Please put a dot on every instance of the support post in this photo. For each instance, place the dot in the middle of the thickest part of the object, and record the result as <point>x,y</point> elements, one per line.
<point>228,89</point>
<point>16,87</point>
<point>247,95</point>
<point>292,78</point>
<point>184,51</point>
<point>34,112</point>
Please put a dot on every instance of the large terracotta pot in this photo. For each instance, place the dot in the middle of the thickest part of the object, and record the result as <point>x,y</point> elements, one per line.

# Short exercise
Can you copy the material above line for line, leaving every character unchanged?

# Answer to the exercise
Please put a dot on every instance of the support post in this photo. For each instance, place the dot in the middle of the thickest part of the object, and record the result as <point>x,y</point> elements, one per line.
<point>228,89</point>
<point>16,87</point>
<point>247,95</point>
<point>292,78</point>
<point>184,51</point>
<point>34,112</point>
Please put a dot on every instance of the large terracotta pot in this photo. For each instance, place the dot in the middle of the thickest part of the object, and record the result as <point>x,y</point> elements, one per line.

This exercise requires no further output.